*** Opening of Extract to read ***
Practice Will Make You Better, but Maybe Not the Best

A study replicating the basis of the ‘10,000 hour rule’ suggests that factors besides practice hours determine the skills of elite musicians

Violinist
EuropaFest2015 via Wikimedia Commons under CC BY-SA 4.0 license

In his 2008 book Outliers, journalist Malcolm Gladwell popularized what has become known as the 10,000 hour rule. The rule—based on a 1993 study of young violinists and pianists—says that to reach greatness a person needs to dedicate 10,000 hours of practice to an endeavor, or two hours per day for 10 years. Putting in the work was more important than things like innate talent, the study suggested. But in a new study replicating that original research, psychologists came to a different conclusion.

Ian Sample at The Guardian reports that researchers from Case Western Reserve University interviewed three sets of 13 aspiring violinists. One group was rated as the best in their field, another was considered good, and the last group was less accomplished. Musicians were asked to keep a practice log. The team found that those who were rated as less accomplished chalked up about 6,000 hours of practice before the age of 20. However, the violinists rated as good and those rated as the best both averaged about 11,000 hours of practice before age 20.

The conclusion is that extra practice time is essential to taking someone to the elite level. But practice only accounts for about 25 percent of the difference between good and great violinists. Other factors, like talent and genetics also play a part. The research appears in the journal Royal Society Open Science.

“The idea has become really entrenched in our culture, but it’s an oversimplification,” study co-author Brooke Macnamara, a psychologist at Case Western Reserve University tells Sample. “When it comes to human skill, a complex combination of environmental factors, genetic factors and their interactions explains the performance differences across people.”

Practice, she says, is important in reaching the elite level. But at that elite level, the amount of practice a person puts in doesn’t determine who's good and who's the best.

“Even the greatest in the world are not perfect, but to become great, it is likely a number of factors, depending on the task,” McNamara tells Ivan De Luce at Business Insider. “A combination of genetic factors, environmental factors, and their interactions, make us who we are and what we accomplish. This includes what we think of as talent, motivation, practice, and opportunity.”

The 10,000 hour rule has become something of a cultural phenomenon in the last decade as well as a staple in the self-help genre and business world. McNamara tells Business Insider that’s likely because it appeals to concepts already popular in American culture. “I think a lot of people like the idea that with hard work and determination anyone can become an expert at anything,” she says. “It’s very ‘American Dream.’”

But other researchers have also chipped away at the idea that practice makes perfect over the last decade. Research led by Zach Hambrick, director of the Expertise Lab at Michigan State University, indicates that other factors, like working memory, can explain differences in the abilities of musicians, reports Maria Konnikova for the New Yorker. He has also found that practice is more important in certain skills, like games and sports. For other activities, like computer science, being a military pilot and in educational attainment, the impact of practice is tiny.
*** Close of Extract to read ***
*** Opening of Data for review ***
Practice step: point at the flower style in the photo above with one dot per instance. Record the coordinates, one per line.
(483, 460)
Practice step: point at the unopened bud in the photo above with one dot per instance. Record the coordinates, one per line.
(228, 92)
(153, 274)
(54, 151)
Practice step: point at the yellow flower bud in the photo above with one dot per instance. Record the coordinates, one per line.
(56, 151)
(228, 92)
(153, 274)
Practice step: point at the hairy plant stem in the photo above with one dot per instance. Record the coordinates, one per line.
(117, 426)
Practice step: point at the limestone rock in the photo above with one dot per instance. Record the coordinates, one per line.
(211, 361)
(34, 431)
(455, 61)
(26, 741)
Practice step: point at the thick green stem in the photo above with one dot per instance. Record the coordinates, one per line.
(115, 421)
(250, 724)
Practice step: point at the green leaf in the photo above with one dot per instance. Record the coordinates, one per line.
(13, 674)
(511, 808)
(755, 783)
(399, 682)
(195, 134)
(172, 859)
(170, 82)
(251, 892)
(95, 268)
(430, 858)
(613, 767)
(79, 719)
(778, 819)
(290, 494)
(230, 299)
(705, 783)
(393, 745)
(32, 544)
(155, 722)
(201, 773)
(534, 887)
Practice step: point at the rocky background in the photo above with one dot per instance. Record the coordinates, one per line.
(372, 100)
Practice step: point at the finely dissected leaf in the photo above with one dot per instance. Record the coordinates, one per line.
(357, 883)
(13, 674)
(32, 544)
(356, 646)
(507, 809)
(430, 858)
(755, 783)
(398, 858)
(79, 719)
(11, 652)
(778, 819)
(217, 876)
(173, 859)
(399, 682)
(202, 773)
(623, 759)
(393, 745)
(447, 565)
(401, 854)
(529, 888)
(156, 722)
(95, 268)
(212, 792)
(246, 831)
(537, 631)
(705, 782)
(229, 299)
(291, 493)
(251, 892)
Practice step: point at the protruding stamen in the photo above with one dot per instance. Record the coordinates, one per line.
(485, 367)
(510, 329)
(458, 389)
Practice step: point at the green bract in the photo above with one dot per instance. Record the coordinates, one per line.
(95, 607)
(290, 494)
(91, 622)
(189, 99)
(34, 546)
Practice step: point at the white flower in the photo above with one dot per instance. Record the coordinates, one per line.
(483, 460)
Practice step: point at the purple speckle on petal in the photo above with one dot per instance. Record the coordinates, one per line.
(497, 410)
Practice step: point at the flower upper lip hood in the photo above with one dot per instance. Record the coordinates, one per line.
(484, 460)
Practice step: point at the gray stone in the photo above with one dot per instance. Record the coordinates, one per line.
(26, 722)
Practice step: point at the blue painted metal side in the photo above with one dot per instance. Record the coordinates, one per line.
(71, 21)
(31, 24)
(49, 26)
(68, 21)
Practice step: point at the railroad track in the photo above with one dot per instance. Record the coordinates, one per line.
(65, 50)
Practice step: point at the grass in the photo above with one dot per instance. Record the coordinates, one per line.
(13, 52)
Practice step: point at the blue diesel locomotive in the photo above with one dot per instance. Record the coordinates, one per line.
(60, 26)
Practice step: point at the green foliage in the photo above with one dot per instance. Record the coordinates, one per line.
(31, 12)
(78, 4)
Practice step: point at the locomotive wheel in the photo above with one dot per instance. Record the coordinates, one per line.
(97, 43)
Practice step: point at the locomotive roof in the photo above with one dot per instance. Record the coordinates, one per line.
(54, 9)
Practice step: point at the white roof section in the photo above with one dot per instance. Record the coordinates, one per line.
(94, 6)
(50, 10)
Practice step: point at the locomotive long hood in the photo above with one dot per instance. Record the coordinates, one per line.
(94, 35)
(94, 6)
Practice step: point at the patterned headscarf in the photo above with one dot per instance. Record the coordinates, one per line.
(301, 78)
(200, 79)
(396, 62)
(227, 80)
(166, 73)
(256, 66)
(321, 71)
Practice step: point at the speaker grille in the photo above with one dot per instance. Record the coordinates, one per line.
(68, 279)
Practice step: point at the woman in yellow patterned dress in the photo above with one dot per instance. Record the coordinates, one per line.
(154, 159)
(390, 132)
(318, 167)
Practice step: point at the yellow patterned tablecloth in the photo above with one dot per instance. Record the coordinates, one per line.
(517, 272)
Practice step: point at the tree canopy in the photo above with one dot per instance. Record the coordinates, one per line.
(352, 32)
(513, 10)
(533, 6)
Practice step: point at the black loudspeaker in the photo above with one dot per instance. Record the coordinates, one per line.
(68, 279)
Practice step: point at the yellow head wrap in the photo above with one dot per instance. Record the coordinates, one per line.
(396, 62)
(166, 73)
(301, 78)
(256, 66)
*** Close of Data for review ***
Exercise details
Please summarize the article about practice and elite violinists in two sentences.

Task answer
A new study replicating the 1993 research behind the popular 10,000 hour rule found that violinists rated as good and those rated as the best both averaged about 11,000 hours of practice before age 20, while less accomplished ones logged about 6,000. The researchers conclude that extra practice is essential to reaching the elite level but accounts for only about 25 percent of the difference between good and great violinists, with factors like talent and genetics also playing a part.